**What needs to be done**
Transcribe the material in full. Nothing should differ except that the pictures are left out.

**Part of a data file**
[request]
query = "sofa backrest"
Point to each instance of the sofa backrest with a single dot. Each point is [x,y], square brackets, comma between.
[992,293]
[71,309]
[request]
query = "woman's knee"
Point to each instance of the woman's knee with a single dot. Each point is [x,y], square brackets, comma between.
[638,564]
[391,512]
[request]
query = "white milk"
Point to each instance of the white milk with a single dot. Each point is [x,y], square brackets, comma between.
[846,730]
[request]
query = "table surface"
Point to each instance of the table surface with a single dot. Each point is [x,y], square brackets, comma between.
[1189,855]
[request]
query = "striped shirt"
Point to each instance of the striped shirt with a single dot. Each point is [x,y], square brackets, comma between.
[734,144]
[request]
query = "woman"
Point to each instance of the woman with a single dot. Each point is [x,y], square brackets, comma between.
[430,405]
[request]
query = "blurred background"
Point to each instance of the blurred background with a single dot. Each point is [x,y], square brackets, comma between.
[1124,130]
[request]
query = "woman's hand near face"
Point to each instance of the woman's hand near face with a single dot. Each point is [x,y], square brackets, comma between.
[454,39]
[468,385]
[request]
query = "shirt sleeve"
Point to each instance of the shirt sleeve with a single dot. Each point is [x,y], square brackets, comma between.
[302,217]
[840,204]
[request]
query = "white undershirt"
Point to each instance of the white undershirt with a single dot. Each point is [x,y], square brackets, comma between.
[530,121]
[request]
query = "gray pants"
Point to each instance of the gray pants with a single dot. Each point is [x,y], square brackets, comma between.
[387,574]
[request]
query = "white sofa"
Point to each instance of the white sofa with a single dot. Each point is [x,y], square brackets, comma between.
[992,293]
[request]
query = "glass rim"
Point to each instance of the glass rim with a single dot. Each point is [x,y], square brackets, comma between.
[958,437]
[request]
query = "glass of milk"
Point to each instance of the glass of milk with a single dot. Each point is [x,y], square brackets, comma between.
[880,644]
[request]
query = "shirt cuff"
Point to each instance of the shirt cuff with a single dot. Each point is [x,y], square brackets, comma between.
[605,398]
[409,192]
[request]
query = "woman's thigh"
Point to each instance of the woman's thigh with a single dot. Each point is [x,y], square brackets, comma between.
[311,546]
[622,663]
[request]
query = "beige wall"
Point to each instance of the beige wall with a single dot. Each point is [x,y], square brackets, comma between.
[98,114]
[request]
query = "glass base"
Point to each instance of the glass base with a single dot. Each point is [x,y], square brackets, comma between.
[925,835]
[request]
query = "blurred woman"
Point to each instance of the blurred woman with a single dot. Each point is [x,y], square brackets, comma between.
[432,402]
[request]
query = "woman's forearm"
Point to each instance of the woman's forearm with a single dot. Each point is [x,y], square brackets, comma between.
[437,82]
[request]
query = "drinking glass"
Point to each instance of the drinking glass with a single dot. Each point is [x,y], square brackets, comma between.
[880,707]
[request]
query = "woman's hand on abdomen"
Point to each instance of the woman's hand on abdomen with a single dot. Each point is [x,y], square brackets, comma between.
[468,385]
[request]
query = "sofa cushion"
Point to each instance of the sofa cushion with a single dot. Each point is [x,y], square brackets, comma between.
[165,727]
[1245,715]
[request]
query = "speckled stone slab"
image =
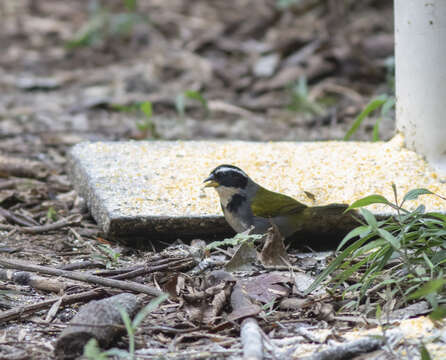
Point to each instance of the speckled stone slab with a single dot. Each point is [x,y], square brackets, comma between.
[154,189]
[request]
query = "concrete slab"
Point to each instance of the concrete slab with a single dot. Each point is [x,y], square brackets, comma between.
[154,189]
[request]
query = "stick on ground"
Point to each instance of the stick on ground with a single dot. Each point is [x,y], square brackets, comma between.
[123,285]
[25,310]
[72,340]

**Exercise output**
[request]
query = "sofa backrest"
Point to each instance of the sofa backrest with a single dot. Each point is [x,y], square brackets, comma between.
[992,293]
[71,309]
[request]
query = "woman's knee"
Point to each instance of the woman's knee with a single dot. Each point is [x,y], square brackets, comma between.
[638,564]
[391,512]
[request]
query = "white milk"
Point to each instance of the white milk with a single dot. Each point is [x,y], square brackets, comma between.
[846,730]
[request]
query = "table surface"
Point to each instance of the table surface with a single dot. Each point is [x,y], square brackets, comma between.
[1189,855]
[request]
query = "striped shirt"
Point to each instance of the striped shirt with a single dot. Each point is [x,y], square brackets, comma between.
[734,144]
[request]
query = "woman"
Point to each instance of the woman with a single dot. Each point is [x,y], square brackets, comma between.
[430,405]
[request]
query = "blurred background"
Point to each instance of the blurred background with a single dot. Each point is [x,y], square brackets, comma between.
[1124,130]
[request]
query = "woman's hand near face"
Point to each instance of the woman's hand near face with a single dot. Each point is [x,y], square brackets, comma between.
[454,39]
[468,385]
[request]
query = "shirt sleeve"
Point to each instance of the shirt sleeve with a single dot. Each point is [x,y], square brackets, comma between.
[302,217]
[840,204]
[request]
query = "white undershirt"
Point to each instance of the white undershirt with a single dot. Each point is [x,y], square brackets, comma between.
[530,121]
[request]
query = "gray pants"
Point to each instance of the gray pants with a single dot. Each point is [x,y], square brackets, comma between.
[387,574]
[request]
query = "white sofa"
Point to each instance of the white sofa with a single dot. Each point is [x,y], square brackets, comma between.
[992,293]
[request]
query = "glass rim"
Point to each instance of the glass rim with a single dot. Each point is [x,y], square brackets, comma between.
[958,437]
[request]
query = "glass of milk"
Point to each instance of the glass of milk with a single dot. Each point is [x,y], square brackets, comma between.
[880,644]
[request]
query = "shirt cuff"
Point to each instance of the shirt cuff with a single dot. Each point is [x,y], square brackets, comma between.
[605,398]
[409,192]
[request]
query = "woman's thigh"
Point to each instance of the woman's thigh with a single dot. Each point is [x,y], square brackets, comma between.
[311,546]
[622,663]
[request]
query = "beige wall"
Point to each instance of the beige wall with a single dot. Each point is [x,y], square brackets, comma between.
[98,114]
[request]
query = "glass base"
Point to each instance of the glass base with a single dot. Each point is [x,y], square brackets, comma between.
[925,835]
[request]
query = "blurred woman"
Point to each instance of the blurred woman with a single dot. Each point is [x,y], square brackets, comma between.
[432,402]
[request]
query = "woman's forearm"
Point to each instance of the woman's forearm with a single dot. Each point is [x,y], square brackets, comma between.
[437,82]
[request]
query = "drinking glass"
Point to each instance of the drinking glass with a single dot. Each point is [x,y], square brackets, comma between.
[880,707]
[request]
query = "woman's hand on abdomen"
Point to each instance of the woman's hand on abdomen with a single dot. Each point is [x,y], square brackets, comma between.
[468,385]
[request]
query = "sofa cushion"
Point to each instance of the sofa cushion with a single dot. Each point is [x,y], square brackets, comma between.
[165,727]
[1245,715]
[request]
query = "speckled stone slab"
image =
Point to each instance of the speckled stone slab with a single dot. Each point is [x,y], square brackets, comma between.
[154,189]
[request]
query = "concrete slab"
Point to each instance of the concrete slab with a single dot. Each point is [x,y], square brackets, comma between.
[154,189]
[request]
query = "stick on ground"
Point to each instance of the stick on ground with a single dot. Each point is [x,y], square brackets, comma between.
[123,285]
[25,310]
[72,340]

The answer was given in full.